WHAT TO PRODUCE
The records below must be duplicated exactly, character for character.

SOURCE INFORMATION
---------------
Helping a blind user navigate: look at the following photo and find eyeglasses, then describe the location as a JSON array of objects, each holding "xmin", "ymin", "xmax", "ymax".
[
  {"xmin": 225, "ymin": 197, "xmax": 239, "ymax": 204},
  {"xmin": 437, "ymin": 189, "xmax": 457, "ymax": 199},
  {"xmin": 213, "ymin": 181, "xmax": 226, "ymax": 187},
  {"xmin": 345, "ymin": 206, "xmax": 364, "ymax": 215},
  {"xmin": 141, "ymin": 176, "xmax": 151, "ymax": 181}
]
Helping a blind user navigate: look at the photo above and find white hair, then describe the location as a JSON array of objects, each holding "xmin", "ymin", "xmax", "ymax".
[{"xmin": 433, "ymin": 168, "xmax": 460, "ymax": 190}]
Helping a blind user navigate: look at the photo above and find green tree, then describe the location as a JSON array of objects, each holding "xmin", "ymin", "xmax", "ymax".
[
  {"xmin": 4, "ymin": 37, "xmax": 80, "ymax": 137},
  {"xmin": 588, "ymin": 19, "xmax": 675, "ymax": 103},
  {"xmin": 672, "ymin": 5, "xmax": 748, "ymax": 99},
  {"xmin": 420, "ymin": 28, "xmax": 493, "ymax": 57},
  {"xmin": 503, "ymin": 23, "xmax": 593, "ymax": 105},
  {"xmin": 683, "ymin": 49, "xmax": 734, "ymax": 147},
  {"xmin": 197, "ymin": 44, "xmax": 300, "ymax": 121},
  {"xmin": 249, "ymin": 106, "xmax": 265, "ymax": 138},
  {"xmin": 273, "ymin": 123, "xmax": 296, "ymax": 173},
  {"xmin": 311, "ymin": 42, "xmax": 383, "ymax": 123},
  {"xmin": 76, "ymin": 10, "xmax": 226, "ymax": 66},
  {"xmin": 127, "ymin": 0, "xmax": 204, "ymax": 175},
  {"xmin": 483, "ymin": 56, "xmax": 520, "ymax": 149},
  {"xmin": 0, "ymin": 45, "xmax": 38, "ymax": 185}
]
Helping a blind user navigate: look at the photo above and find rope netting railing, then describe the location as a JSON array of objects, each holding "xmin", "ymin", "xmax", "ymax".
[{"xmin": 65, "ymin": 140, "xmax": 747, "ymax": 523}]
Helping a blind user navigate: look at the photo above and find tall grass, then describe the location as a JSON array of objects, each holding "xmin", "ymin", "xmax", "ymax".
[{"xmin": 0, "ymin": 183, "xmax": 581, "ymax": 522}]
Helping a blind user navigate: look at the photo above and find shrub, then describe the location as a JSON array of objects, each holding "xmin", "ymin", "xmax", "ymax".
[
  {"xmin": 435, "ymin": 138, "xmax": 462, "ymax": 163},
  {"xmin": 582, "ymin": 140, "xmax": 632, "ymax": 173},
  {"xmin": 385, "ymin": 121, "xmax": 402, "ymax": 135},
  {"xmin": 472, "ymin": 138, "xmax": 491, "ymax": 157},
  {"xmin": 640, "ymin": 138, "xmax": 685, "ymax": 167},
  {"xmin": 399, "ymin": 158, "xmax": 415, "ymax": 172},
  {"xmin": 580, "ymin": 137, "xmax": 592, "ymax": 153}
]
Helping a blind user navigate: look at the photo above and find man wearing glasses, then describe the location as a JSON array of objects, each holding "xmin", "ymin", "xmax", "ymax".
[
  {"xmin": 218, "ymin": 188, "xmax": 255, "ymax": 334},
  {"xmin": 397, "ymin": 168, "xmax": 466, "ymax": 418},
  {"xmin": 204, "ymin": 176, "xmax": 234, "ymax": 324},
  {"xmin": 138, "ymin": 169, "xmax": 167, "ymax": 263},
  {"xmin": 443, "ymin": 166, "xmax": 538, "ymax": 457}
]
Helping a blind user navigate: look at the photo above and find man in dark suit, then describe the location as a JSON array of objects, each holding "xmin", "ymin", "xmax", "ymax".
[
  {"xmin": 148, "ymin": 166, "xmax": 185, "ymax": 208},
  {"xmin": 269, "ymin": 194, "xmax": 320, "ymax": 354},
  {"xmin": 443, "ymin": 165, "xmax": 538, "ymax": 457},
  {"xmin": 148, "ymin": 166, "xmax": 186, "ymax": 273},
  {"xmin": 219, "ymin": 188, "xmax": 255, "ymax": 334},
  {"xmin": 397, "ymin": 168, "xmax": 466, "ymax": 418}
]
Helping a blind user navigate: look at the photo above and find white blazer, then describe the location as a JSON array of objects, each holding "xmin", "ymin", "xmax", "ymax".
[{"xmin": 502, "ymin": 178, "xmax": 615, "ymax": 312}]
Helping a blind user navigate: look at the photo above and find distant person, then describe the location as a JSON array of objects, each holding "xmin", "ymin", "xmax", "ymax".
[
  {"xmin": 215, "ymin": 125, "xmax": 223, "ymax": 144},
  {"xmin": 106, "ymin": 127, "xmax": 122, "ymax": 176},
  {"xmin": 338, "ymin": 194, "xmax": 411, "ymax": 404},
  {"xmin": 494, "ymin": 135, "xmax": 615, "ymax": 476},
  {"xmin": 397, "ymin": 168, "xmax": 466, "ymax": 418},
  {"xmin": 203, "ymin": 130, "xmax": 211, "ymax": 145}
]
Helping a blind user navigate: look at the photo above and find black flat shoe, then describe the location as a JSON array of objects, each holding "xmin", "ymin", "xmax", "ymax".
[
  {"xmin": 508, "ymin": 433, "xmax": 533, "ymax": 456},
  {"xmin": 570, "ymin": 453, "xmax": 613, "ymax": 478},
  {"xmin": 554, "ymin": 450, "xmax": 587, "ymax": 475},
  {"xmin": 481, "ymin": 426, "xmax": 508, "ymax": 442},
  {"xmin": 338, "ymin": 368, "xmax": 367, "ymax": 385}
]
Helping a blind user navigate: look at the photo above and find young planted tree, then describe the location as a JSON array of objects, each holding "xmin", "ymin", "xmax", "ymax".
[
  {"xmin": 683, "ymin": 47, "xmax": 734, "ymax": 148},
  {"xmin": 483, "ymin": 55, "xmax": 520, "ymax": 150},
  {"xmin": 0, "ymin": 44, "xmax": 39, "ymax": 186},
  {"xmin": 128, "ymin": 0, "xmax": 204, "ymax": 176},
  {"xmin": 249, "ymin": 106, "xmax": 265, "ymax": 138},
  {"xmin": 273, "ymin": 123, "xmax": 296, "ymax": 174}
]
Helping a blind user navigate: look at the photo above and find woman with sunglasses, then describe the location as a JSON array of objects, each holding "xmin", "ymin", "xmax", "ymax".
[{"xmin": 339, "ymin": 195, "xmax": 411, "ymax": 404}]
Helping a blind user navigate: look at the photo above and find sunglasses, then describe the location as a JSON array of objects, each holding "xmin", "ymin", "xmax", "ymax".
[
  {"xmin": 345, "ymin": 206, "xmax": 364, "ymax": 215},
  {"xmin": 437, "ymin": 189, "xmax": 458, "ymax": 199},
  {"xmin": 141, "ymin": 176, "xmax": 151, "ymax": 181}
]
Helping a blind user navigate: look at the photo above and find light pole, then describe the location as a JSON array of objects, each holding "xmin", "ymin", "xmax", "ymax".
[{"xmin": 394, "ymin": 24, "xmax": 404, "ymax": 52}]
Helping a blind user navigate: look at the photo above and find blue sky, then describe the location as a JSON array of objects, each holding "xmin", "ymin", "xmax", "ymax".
---------------
ANSWER TO THE PROBLEM
Helping a blind user navigate: look at the following photo and find eyeglasses, then describe the location as a JSON array of objects, each holding "xmin", "ymin", "xmax", "ymax".
[
  {"xmin": 225, "ymin": 197, "xmax": 239, "ymax": 204},
  {"xmin": 437, "ymin": 189, "xmax": 457, "ymax": 199},
  {"xmin": 213, "ymin": 181, "xmax": 226, "ymax": 187},
  {"xmin": 345, "ymin": 206, "xmax": 364, "ymax": 215},
  {"xmin": 141, "ymin": 176, "xmax": 151, "ymax": 181}
]
Helping a blind user navigate: look at the photo above and find white hair, then describe the location as a JSON array of objects, each holding "xmin", "ymin", "xmax", "ymax".
[{"xmin": 433, "ymin": 168, "xmax": 460, "ymax": 190}]
Helping a blind user navigate: look at the photo above and find green tree, then describe the location as a JSON array of objects, each holding "xmin", "ymin", "xmax", "ymax".
[
  {"xmin": 4, "ymin": 37, "xmax": 80, "ymax": 137},
  {"xmin": 588, "ymin": 19, "xmax": 675, "ymax": 103},
  {"xmin": 672, "ymin": 5, "xmax": 748, "ymax": 99},
  {"xmin": 420, "ymin": 28, "xmax": 493, "ymax": 57},
  {"xmin": 503, "ymin": 23, "xmax": 593, "ymax": 105},
  {"xmin": 683, "ymin": 49, "xmax": 734, "ymax": 147},
  {"xmin": 197, "ymin": 44, "xmax": 300, "ymax": 121},
  {"xmin": 249, "ymin": 106, "xmax": 265, "ymax": 138},
  {"xmin": 273, "ymin": 123, "xmax": 296, "ymax": 173},
  {"xmin": 311, "ymin": 42, "xmax": 383, "ymax": 123},
  {"xmin": 76, "ymin": 10, "xmax": 226, "ymax": 66},
  {"xmin": 127, "ymin": 0, "xmax": 204, "ymax": 175},
  {"xmin": 483, "ymin": 56, "xmax": 520, "ymax": 149},
  {"xmin": 0, "ymin": 45, "xmax": 38, "ymax": 185}
]
Helping a blind user navigate: look at the photo above and find rope netting railing, then describe the location as a JSON array of objects, each holding "xmin", "ymin", "xmax", "ymax".
[{"xmin": 65, "ymin": 140, "xmax": 747, "ymax": 523}]
Helping a blind user navigate: look at the photo above and find tall grass, then describe the location as a JSON array of objects, each holding "xmin", "ymin", "xmax", "ymax".
[{"xmin": 0, "ymin": 183, "xmax": 581, "ymax": 522}]
Helping a blind user navigate: look at the photo above and find shrub, then describe the location as a JSON array of objects, each holding "xmin", "ymin", "xmax", "ymax".
[
  {"xmin": 435, "ymin": 138, "xmax": 462, "ymax": 163},
  {"xmin": 582, "ymin": 140, "xmax": 632, "ymax": 173},
  {"xmin": 385, "ymin": 121, "xmax": 402, "ymax": 135},
  {"xmin": 472, "ymin": 138, "xmax": 491, "ymax": 157},
  {"xmin": 640, "ymin": 138, "xmax": 685, "ymax": 167},
  {"xmin": 399, "ymin": 158, "xmax": 415, "ymax": 172},
  {"xmin": 580, "ymin": 137, "xmax": 592, "ymax": 153}
]
Helping a blind user navigate: look at the photo above and find man wearing glasses, then describe the location as a JSON array of objects, each holding "xmin", "ymin", "xmax", "ymax".
[
  {"xmin": 218, "ymin": 188, "xmax": 255, "ymax": 334},
  {"xmin": 397, "ymin": 168, "xmax": 466, "ymax": 418},
  {"xmin": 204, "ymin": 176, "xmax": 234, "ymax": 324},
  {"xmin": 138, "ymin": 169, "xmax": 167, "ymax": 263},
  {"xmin": 443, "ymin": 166, "xmax": 538, "ymax": 457}
]
Helping a blind user navigate: look at the photo above and find man in dark suit, then describe the location as a JSON array of objects, each holding "xmin", "ymin", "xmax", "ymax".
[
  {"xmin": 148, "ymin": 166, "xmax": 185, "ymax": 208},
  {"xmin": 269, "ymin": 194, "xmax": 320, "ymax": 354},
  {"xmin": 443, "ymin": 165, "xmax": 538, "ymax": 457},
  {"xmin": 148, "ymin": 166, "xmax": 186, "ymax": 273},
  {"xmin": 219, "ymin": 188, "xmax": 255, "ymax": 334},
  {"xmin": 397, "ymin": 168, "xmax": 466, "ymax": 418}
]
Helping a blind user navigate: look at the photo above and find white blazer, then describe the location as a JSON array of objects, each holding "xmin", "ymin", "xmax", "ymax".
[{"xmin": 502, "ymin": 178, "xmax": 615, "ymax": 312}]
Helping a blind user navigate: look at the photo above and find distant person, then describe the location as a JSON array of objects, each holding "xmin", "ymin", "xmax", "ymax".
[
  {"xmin": 215, "ymin": 125, "xmax": 223, "ymax": 144},
  {"xmin": 106, "ymin": 127, "xmax": 122, "ymax": 176},
  {"xmin": 338, "ymin": 194, "xmax": 411, "ymax": 404},
  {"xmin": 494, "ymin": 135, "xmax": 615, "ymax": 476},
  {"xmin": 397, "ymin": 168, "xmax": 466, "ymax": 418},
  {"xmin": 203, "ymin": 130, "xmax": 211, "ymax": 145}
]
Helping a blind user navigate: look at the photo above and find black flat shoe, then describe the location as a JSON array of objects, each holding "xmin", "ymin", "xmax", "ymax".
[
  {"xmin": 508, "ymin": 433, "xmax": 533, "ymax": 456},
  {"xmin": 570, "ymin": 453, "xmax": 613, "ymax": 478},
  {"xmin": 554, "ymin": 450, "xmax": 587, "ymax": 475},
  {"xmin": 481, "ymin": 426, "xmax": 508, "ymax": 442},
  {"xmin": 338, "ymin": 368, "xmax": 367, "ymax": 385}
]
Helping a blind user navigate: look at the photo above and find young planted tree, then describe the location as a JSON array of objects, each holding "xmin", "ymin", "xmax", "ymax".
[
  {"xmin": 683, "ymin": 47, "xmax": 734, "ymax": 148},
  {"xmin": 483, "ymin": 55, "xmax": 520, "ymax": 150},
  {"xmin": 0, "ymin": 44, "xmax": 39, "ymax": 186},
  {"xmin": 128, "ymin": 0, "xmax": 204, "ymax": 176},
  {"xmin": 249, "ymin": 106, "xmax": 265, "ymax": 138},
  {"xmin": 273, "ymin": 123, "xmax": 296, "ymax": 174}
]
Helping a blind user navigate: look at the photo above and find woman with sunglasses, then describe the location as a JSON array of objects, each holding "xmin", "ymin", "xmax", "ymax".
[{"xmin": 339, "ymin": 195, "xmax": 411, "ymax": 404}]
Helping a blind user navigate: look at the photo above and find sunglasses, then describe the location as a JSON array of objects, each holding "xmin", "ymin", "xmax", "ymax".
[
  {"xmin": 345, "ymin": 206, "xmax": 364, "ymax": 215},
  {"xmin": 437, "ymin": 189, "xmax": 458, "ymax": 199},
  {"xmin": 141, "ymin": 176, "xmax": 151, "ymax": 181}
]
Helping a blind user navigate: look at the photo above and find light pole, then describe the location as a JSON array of objects, each holding "xmin", "ymin", "xmax", "ymax".
[{"xmin": 394, "ymin": 24, "xmax": 404, "ymax": 52}]
Helping a blind user navigate: look at the photo above and find blue sky, then describe the location as a JSON array of objects, each holding "xmin", "ymin", "xmax", "ymax".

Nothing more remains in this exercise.